• **Description of the task**
Reproduce the records below in their entirety, character for character.

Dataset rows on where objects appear
+++

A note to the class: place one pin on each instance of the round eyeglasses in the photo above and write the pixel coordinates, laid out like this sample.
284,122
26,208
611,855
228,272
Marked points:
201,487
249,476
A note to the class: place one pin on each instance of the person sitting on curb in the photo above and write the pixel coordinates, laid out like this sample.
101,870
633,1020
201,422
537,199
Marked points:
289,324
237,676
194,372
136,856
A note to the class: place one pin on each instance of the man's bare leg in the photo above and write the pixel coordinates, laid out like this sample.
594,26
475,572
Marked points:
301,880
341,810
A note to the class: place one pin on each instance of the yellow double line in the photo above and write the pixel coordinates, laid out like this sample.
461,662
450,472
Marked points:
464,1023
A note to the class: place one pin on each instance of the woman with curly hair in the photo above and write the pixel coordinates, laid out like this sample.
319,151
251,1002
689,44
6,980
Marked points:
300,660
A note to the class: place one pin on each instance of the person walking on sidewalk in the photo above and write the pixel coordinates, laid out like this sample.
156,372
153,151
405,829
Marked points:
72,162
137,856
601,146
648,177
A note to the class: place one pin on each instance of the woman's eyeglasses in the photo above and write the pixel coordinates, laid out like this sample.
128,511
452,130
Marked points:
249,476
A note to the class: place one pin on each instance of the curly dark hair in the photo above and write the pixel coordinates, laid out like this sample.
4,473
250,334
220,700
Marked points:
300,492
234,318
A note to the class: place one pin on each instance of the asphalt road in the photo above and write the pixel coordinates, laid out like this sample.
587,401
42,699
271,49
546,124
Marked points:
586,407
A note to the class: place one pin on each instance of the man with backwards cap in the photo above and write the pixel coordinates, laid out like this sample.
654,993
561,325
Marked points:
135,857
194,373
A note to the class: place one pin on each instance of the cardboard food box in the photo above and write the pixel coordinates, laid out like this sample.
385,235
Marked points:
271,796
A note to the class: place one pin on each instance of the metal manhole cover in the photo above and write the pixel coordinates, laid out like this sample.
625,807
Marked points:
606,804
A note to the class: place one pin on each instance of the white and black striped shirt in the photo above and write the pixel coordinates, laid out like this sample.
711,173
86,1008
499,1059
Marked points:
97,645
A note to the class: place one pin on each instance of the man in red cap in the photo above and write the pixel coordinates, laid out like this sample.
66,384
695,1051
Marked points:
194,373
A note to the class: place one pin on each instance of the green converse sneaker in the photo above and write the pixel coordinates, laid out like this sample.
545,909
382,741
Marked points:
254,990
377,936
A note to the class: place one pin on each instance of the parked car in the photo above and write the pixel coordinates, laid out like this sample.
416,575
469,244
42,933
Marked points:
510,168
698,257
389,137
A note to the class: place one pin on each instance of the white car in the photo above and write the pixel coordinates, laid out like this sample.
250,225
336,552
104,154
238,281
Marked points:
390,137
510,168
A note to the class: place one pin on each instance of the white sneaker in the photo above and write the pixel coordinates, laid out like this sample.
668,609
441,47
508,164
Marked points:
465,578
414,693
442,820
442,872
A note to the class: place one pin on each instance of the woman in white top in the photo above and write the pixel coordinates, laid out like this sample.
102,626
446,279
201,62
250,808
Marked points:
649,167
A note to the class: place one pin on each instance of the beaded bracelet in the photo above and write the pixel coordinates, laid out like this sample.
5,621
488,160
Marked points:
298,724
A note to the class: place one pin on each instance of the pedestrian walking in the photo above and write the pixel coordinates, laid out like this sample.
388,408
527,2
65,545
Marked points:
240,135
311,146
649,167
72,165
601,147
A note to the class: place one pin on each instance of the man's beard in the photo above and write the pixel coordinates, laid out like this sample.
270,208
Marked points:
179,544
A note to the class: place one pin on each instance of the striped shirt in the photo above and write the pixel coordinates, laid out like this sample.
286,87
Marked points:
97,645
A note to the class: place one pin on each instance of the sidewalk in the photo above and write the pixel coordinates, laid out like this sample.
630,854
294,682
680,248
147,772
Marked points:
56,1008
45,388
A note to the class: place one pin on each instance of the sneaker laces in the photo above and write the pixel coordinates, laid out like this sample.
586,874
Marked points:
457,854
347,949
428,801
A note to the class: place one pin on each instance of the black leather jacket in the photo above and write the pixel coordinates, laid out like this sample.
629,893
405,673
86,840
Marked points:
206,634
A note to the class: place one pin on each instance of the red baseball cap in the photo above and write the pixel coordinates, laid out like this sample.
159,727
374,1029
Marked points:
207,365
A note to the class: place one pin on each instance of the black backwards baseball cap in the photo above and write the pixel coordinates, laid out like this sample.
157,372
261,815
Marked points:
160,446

+++

• **The solution**
A note to the class: place one pin on each instance of the round eyeglasses in the photo above and write the pixel coordinates, laid out like this sample.
284,122
26,208
611,855
228,272
Marked points:
201,487
249,476
A note to the class: place one pin on each instance of the person sitting on curb in the photo above and write the pixel coordinates, laid out like this sample.
101,870
633,1020
201,422
537,199
Marked points:
289,324
237,676
194,372
136,856
A note to the class: place one pin on each instance of the man's bare leg in the photo above and write the pixel coordinates, laid out like this sample.
594,26
475,572
Marked points:
301,880
341,810
A note to the class: place one pin on each instance of the yellow double line in the photo above and write the pixel coordinates, laid out like this sample.
461,662
450,472
Marked points:
464,1023
A note to the class: place one pin on each instance of the woman with curly hair in the photo above and write the pixel coordinates, laid out like this sample.
319,151
251,1002
689,44
6,980
Marked points:
300,660
A note to the class: place one pin on each instance of the person walking on sidewalk in the photo above and write the pixel coordinates, laid out like this sample.
156,372
153,151
405,829
Marked points:
72,162
137,856
601,146
648,177
A note to the class: place one pin on each instance of the woman's eyeglasses in the photo above and write the pixel coordinates, laid out like this sample.
128,511
452,130
Marked points:
249,476
A note to the class: place one pin on each instance of the curly dark hair in the photo above and write the pixel coordinates, laid out like this sample.
4,473
250,334
220,700
Marked points:
300,492
234,318
A note to the class: place one pin on each instance of the asphalt road in the photo above and write the pixel coordinates, laid out like this sample.
587,401
42,699
271,49
546,124
Marked points:
586,407
A note to the class: place one pin on each instance of the man with backwards cap in the photo above and write the pixel coordinates, laid out like this sample.
654,993
561,325
Marked points:
135,857
194,373
A note to the class: place one pin on each instance of the cardboard food box in the photo above and write the pixel coordinates, laid out like this sample.
385,235
Marked points:
271,796
A note to the class: place one pin on each instance of the metal manhole cover in the photo above and write the pixel coordinates, laid out like this sample.
625,807
Marked points:
606,804
A note to the class: place one pin on each instance of the white and black striped shirt in the photo above and write the pixel coordinates, laid out like this sample.
711,173
86,1008
499,1059
Marked points:
97,645
A note to the class: place one pin on each instance of the man in red cap in the photo above and write the pixel coordinates, laid out like this sample.
66,384
695,1051
Marked points:
194,373
A note to the class: place one pin on each instance of the green converse sneaker in the photo above and write the pixel coordinates, laid out like this sample.
545,909
382,741
Marked points:
254,990
377,936
A note to the class: place one pin on each instance of the parked car in the photo above and write the pixel coordinates, laid out like this sample.
416,575
469,244
42,933
Marked points:
510,168
698,257
389,137
A note to the class: place one pin on each instance of the white car in the photo above and write the pixel coordinates, laid out like this sample.
250,225
336,552
104,154
238,281
Marked points:
390,137
510,168
A note to the class: place one pin on each instance of the white sneaker in the photo above and write the pixel coordinates, laid out like this sample.
668,609
441,47
508,164
Marked points:
465,578
414,693
442,820
442,872
A note to the class: place one pin on each instance of the woman in white top in the photo above and write the pixel coordinates, laid out like this sample.
102,626
446,279
201,62
250,808
Marked points:
649,167
A note to the class: place one pin on each instance of the beaded bracelet in the photo above and write the pixel coordinates, laid out like this sample.
5,621
488,160
Marked points:
298,724
A note to the class: place one pin on each instance of the pedestrian walking in the photo above and write the pixel coordinates, laid out like this sample.
388,408
527,2
65,545
Marked points:
240,135
311,146
649,167
72,165
601,147
A note to the class: place one pin on each instance of the man's beard in the photo above and write the pixel coordinates, laid out like this sample.
270,208
Marked points:
179,544
A note to the class: place one pin on each instance of the striped shirt in the photo above and write the pixel coordinates, laid out like this sample.
286,87
Marked points:
97,645
A note to the class: place one pin on each instance of the sidewalk in the photo above and write the pixel coordinates, laid out like this sample.
630,854
294,682
680,248
147,772
Marked points:
56,1008
45,388
A note to the class: place one pin on each instance of the sneaker laces in the photo above and write the pixel coordinates, laid out like this sample.
586,874
Marked points:
457,854
347,949
428,801
A note to the class: place one pin on each instance of the black leather jacket in the photo above and write the pixel coordinates, laid out like this sample.
629,893
405,673
86,840
Marked points:
206,634
A note to the class: place one pin on each instance of the red baseball cap in the photo above and write the pixel coordinates, laid out like this sample.
159,727
374,1029
Marked points:
207,365
A note to the class: place one pin on each instance of the black backwards baseball cap in the photo above and write the pixel coordinates, laid out like this sample.
157,372
261,815
Marked points:
160,446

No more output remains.